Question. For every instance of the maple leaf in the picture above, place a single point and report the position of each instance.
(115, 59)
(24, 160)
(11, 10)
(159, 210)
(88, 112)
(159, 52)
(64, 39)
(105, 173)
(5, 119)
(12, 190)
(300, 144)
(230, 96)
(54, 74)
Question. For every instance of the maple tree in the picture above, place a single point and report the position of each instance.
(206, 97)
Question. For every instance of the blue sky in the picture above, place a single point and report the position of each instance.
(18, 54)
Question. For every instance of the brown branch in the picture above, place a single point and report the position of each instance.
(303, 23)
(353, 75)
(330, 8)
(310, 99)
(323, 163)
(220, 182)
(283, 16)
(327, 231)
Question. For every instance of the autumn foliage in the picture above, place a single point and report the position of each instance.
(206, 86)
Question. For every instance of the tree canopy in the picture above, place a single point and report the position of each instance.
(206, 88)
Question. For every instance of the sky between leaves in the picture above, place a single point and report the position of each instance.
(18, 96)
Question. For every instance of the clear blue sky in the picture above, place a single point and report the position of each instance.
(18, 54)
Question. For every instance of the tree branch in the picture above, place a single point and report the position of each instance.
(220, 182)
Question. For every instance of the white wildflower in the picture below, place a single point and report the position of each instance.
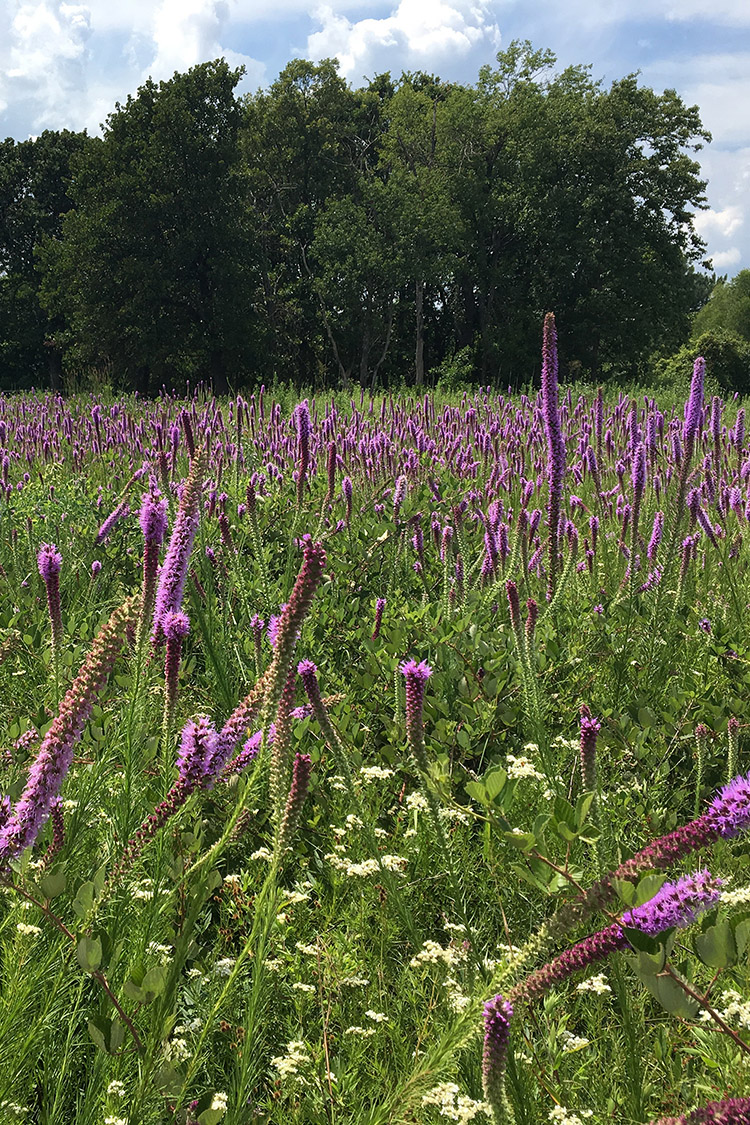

——————

### Work to complete
Pull out every line in the records that contains the word "blue". Case matters.

### Correct output
Question. For every instance of the blue sky in the picture above, place a single point and report the position of each instance.
Question. For every instance of the clear blue sky in the picture above, place a single point and report the position of each instance.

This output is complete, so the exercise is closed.